======== Given data

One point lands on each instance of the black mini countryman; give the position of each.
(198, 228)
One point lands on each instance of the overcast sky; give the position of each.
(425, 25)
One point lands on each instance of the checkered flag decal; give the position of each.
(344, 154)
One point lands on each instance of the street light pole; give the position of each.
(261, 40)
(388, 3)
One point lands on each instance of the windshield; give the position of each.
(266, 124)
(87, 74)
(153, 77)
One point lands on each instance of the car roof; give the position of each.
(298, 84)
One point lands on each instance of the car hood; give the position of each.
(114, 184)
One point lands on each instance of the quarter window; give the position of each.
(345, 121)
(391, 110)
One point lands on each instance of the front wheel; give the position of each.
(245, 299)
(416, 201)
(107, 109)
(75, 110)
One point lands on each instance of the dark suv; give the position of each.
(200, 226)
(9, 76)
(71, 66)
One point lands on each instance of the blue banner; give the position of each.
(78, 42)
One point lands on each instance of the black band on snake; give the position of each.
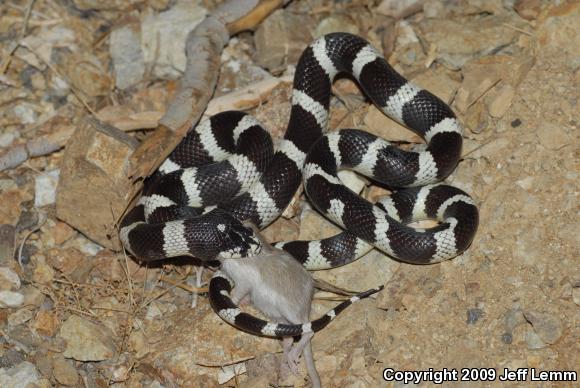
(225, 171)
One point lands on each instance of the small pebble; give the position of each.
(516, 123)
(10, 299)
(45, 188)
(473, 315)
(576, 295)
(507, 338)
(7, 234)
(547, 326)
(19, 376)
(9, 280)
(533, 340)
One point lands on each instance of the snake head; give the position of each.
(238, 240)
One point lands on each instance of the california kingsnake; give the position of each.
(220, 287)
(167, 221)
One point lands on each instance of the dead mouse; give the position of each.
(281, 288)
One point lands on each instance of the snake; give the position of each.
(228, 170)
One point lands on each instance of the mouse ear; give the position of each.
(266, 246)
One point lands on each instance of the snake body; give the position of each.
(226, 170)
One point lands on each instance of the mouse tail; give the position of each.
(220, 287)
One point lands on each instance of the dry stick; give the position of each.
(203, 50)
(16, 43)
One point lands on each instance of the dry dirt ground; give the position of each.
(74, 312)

================
======== Given data

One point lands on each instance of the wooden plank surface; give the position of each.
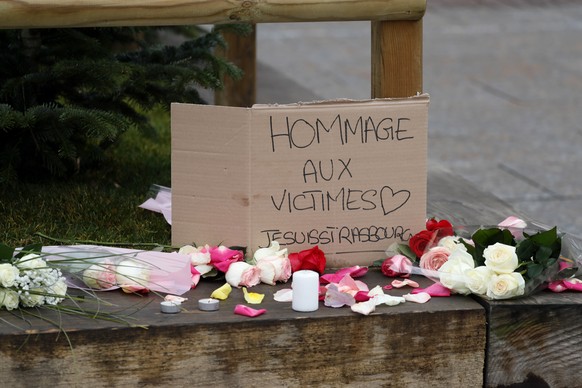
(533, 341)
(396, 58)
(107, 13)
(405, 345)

================

Work instructions: Pick out every line of the material above that contains the word "black". Case counts.

Task output:
One point lands on each instance of the black mini countryman; give the position of each.
One point lands on each instance of the black band on snake; give the position of each.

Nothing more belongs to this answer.